== Dataset records ==
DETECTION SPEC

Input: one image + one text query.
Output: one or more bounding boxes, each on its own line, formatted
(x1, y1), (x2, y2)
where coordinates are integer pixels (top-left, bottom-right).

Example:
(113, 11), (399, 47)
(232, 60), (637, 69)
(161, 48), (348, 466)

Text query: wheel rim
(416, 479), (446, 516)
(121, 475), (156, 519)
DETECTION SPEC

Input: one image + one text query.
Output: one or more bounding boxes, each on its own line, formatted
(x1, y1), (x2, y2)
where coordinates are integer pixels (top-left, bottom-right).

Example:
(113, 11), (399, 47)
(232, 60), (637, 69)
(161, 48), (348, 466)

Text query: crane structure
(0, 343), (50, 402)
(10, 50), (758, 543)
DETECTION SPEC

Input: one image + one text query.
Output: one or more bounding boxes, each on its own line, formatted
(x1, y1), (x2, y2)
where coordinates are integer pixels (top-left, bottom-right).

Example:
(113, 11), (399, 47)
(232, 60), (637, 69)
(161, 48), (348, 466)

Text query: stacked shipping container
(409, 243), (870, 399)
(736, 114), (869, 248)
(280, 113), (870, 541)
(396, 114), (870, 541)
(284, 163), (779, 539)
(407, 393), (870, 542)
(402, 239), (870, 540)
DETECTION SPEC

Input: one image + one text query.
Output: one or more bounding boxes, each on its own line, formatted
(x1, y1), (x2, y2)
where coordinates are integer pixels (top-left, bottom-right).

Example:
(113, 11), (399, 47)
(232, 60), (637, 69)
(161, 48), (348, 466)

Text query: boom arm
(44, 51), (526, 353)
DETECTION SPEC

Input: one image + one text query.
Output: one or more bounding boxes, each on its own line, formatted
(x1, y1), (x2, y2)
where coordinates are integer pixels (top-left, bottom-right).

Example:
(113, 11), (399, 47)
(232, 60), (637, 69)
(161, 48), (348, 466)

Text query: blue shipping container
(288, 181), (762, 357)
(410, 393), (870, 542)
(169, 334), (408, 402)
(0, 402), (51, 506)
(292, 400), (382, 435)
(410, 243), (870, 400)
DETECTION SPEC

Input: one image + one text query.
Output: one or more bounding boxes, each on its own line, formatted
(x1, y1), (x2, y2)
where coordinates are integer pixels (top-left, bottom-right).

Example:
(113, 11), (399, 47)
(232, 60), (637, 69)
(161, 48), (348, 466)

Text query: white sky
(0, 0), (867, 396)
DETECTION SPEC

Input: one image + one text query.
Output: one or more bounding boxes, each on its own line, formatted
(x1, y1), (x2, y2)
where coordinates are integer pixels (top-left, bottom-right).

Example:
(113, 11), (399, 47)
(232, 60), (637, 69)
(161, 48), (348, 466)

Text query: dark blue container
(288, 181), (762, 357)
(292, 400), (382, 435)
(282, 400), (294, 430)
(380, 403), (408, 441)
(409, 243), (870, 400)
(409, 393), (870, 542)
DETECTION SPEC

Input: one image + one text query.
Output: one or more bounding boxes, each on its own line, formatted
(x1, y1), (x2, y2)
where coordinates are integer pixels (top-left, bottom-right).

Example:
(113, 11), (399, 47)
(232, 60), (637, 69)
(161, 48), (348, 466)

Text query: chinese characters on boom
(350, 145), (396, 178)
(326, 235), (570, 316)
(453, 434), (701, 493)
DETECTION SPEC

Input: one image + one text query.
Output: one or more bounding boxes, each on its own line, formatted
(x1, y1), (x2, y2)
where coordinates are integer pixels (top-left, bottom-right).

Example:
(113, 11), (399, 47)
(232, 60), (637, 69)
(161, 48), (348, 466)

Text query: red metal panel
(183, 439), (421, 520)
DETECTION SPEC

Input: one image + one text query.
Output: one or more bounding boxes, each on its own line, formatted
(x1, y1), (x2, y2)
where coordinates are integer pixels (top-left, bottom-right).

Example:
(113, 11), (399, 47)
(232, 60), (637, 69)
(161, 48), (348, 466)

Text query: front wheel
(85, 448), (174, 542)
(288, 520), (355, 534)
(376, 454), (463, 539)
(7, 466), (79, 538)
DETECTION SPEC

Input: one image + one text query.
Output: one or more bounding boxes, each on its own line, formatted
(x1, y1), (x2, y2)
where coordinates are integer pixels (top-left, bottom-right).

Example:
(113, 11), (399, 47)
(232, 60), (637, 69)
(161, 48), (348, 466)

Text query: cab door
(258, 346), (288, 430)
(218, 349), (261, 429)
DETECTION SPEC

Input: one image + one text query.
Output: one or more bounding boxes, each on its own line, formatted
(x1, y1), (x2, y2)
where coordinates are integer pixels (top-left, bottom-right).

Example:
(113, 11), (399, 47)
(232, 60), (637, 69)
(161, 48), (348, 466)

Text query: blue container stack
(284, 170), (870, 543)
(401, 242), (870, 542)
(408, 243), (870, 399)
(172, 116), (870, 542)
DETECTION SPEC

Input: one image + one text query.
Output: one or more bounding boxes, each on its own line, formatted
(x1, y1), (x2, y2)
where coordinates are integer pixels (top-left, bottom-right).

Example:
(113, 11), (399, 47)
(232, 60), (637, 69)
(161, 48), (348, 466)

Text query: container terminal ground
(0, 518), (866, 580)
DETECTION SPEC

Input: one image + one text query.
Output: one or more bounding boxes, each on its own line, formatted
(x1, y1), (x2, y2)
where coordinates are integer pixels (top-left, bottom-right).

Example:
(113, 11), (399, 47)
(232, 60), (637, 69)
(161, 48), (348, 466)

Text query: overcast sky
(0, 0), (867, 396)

== What you will do ==
Set down the entries above again, word for word.

== Output ==
DETECTION SPEC

Input: one image + one text query.
Output: one or more bounding boxes, each on its own line, formatted
(x1, y1), (x2, y2)
where coordinates are integer pixels (top-left, bottom-right).

Example:
(113, 11), (399, 47)
(232, 60), (637, 69)
(161, 48), (348, 466)

Text query: wheel rim
(416, 479), (446, 516)
(121, 475), (156, 519)
DETECTION SPEC

Input: one image + one text query.
Output: one or more bounding boxes, each on its own line, formatted
(x1, y1), (x2, y2)
where coordinates are integer pixels (top-left, bottom-right).

Example:
(113, 11), (399, 47)
(232, 60), (637, 69)
(161, 48), (348, 466)

Text query: crane structure
(0, 343), (50, 402)
(10, 50), (758, 543)
DETECTION SPEC

Input: one image + one text query.
Output: one or more bounding boxes, each on its own line, formatted
(x1, y1), (x2, y2)
where coordinates are integer pixels (top-left, bottom-right).

Example:
(113, 11), (399, 47)
(232, 60), (637, 69)
(161, 48), (348, 466)

Text query: stacked shipping container
(409, 243), (870, 399)
(736, 114), (869, 248)
(280, 113), (870, 541)
(396, 114), (870, 541)
(284, 163), (779, 539)
(407, 393), (870, 542)
(402, 239), (870, 540)
DETECTION SPEC

Input: one image + one text query.
Output: one or more bounding boxes, each on its own line, formatted
(x1, y1), (x2, y2)
where coordinates are integer pixels (top-left, bottom-right).

Example:
(113, 11), (399, 47)
(232, 60), (637, 69)
(161, 48), (348, 466)

Text query: boom arm
(44, 51), (526, 353)
DETECTION SPEC

Input: one image + one text query.
Output: one or more bounding boxes, each on its own line, formatted
(x1, y1), (x2, y2)
where coordinates are integer pixels (top-left, bottom-right).

Example:
(113, 11), (399, 47)
(232, 60), (637, 69)
(161, 48), (348, 466)

Text query: blue shipping container
(288, 181), (762, 357)
(410, 393), (870, 542)
(169, 334), (408, 402)
(0, 402), (51, 506)
(292, 400), (382, 435)
(410, 243), (870, 400)
DETECTION SPEC

Input: one image + one text query.
Output: one or more bounding boxes, each on its own line, formatted
(x1, y1), (x2, y2)
where coordinates are integer pixels (top-left, bottom-right).

Example:
(113, 11), (399, 47)
(232, 60), (637, 69)
(161, 48), (348, 466)

Text query: white sky
(0, 0), (867, 396)
DETECTION SPEC

Input: one image + one text query.
Output: one or more bounding boxes, each on its own line, formatted
(x1, y1), (x2, y2)
where coordinates are integer pixels (top-left, bottom-right).

Example:
(113, 11), (399, 47)
(232, 60), (637, 69)
(161, 48), (348, 466)

Text query: dark blue container
(288, 181), (762, 357)
(292, 400), (382, 435)
(282, 400), (294, 430)
(380, 403), (408, 441)
(409, 243), (870, 400)
(409, 393), (870, 542)
DETECTION SPEC

Input: one image + one text query.
Output: one or more bounding boxes, each on its own line, formatted
(x1, y1), (x2, y2)
where coordinates are integer pixels (top-left, bottom-right).

Example:
(113, 11), (399, 47)
(232, 60), (637, 69)
(161, 48), (348, 466)

Text query: chinese characters on boom
(350, 145), (396, 178)
(326, 235), (570, 316)
(453, 434), (701, 493)
DETECTION SPEC

Input: one image + one text query.
Output: one or more bounding boxes, each on its own line, formatted
(x1, y1), (x2, y2)
where coordinates are integer pixels (top-left, bottom-right).

Example:
(113, 11), (399, 47)
(232, 60), (637, 69)
(161, 48), (348, 466)

Text query: red metal panel
(183, 439), (421, 520)
DETECTION SPEC

Input: one image + one text query.
Output: one or more bounding boxes, each on its own line, formatted
(x1, y1), (x2, y2)
where coordinates are integer pixels (top-left, bottom-right).

Example:
(113, 11), (399, 47)
(232, 60), (637, 69)
(161, 48), (348, 466)

Text query: front wheel
(85, 448), (174, 542)
(288, 520), (355, 534)
(376, 454), (463, 539)
(7, 466), (79, 538)
DETECTION SPEC

Input: one image + one text query.
Output: one or more bounding boxes, each on its own line, formatted
(x1, y1), (x2, y2)
where coordinates are integer pixels (top-left, bottom-right).

Example:
(113, 11), (399, 47)
(232, 60), (637, 69)
(161, 48), (348, 466)

Text query: cab door
(258, 346), (288, 430)
(218, 349), (261, 429)
DETECTION SPEC

Input: one image + one text query.
Output: one or more bounding boxes, each on its own line, formatted
(x1, y1), (x2, y2)
where coordinates are integer pixels (top-left, bottom-right).

Example:
(113, 11), (399, 47)
(232, 60), (637, 69)
(161, 48), (348, 466)

Text query: blue container stack
(284, 170), (870, 543)
(401, 242), (870, 542)
(408, 243), (870, 399)
(172, 116), (870, 542)
DETECTION SPEC

Input: one image + one text query.
Output: one or more bounding boxes, each on its own line, formatted
(x1, y1), (x2, y2)
where coordinates are integer pixels (top-left, bottom-right).

Example:
(113, 11), (399, 47)
(232, 60), (637, 69)
(161, 48), (348, 466)

Text query: container terminal ground
(0, 518), (866, 580)
DETECTION SPEC

Input: one image + one text query.
Output: one or more bounding boxes, each on its own line, formatted
(x1, y1), (x2, y2)
where coordinates are integer pixels (top-left, bottom-right).

Example:
(113, 11), (399, 47)
(232, 60), (637, 69)
(161, 48), (348, 466)

Text query: overcast sky
(0, 0), (867, 396)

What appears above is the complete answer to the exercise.